§ **WHAT IS REQUIRED**
All lines from the one with "Where can the red" through the last are to be given again exactly as they stand in the data below, and only those.

==== PROVIDED ENTRIES

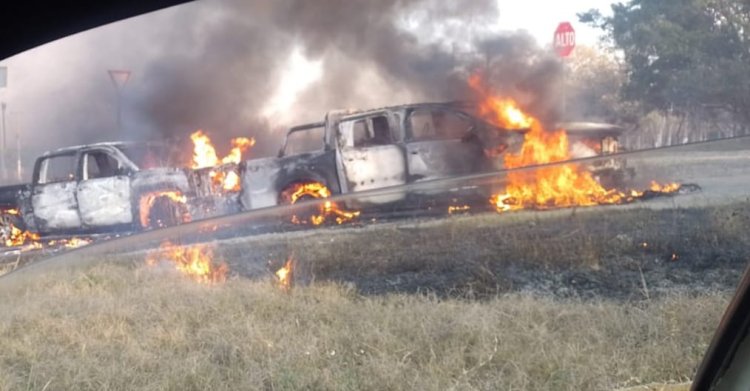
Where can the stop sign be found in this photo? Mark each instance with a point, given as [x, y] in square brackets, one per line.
[564, 39]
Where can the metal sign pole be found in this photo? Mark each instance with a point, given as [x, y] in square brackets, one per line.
[5, 147]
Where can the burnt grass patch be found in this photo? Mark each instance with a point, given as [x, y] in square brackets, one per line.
[631, 254]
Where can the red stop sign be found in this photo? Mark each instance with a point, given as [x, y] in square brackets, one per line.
[565, 39]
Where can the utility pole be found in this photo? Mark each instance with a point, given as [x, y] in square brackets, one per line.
[5, 146]
[3, 169]
[119, 78]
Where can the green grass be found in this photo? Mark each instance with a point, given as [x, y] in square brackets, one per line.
[117, 327]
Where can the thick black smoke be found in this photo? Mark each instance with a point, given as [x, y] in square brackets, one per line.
[214, 65]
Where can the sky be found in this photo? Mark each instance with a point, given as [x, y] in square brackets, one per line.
[49, 75]
[526, 15]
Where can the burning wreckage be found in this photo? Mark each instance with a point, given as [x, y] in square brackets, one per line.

========

§ **EXPECTED ANSWER**
Where can the red stop sign be found in this photo? Mark each instance with a point, given as [x, y] in square brackets, one per line.
[565, 39]
Where can the utility pole be found in this photo? Mark each instance with a point, given as [x, y] in square brackets, one per line.
[5, 146]
[3, 169]
[119, 78]
Where can the green grass be found in this photo? Mark each instance with a point, given as [x, y] in square brackets, one per line.
[117, 327]
Where can the thick black smoke be found in this photo? Mark each instance with a point, given as [x, y] in square brackets, one per line.
[214, 65]
Where can the sky be found in this photo? Mark each instance with a point, given as [x, y] in square brackets, one per line.
[49, 75]
[526, 15]
Where can the burning wreckage be found in this photo? Mark each instance with a point, given as [x, y] in square brackets, one per line.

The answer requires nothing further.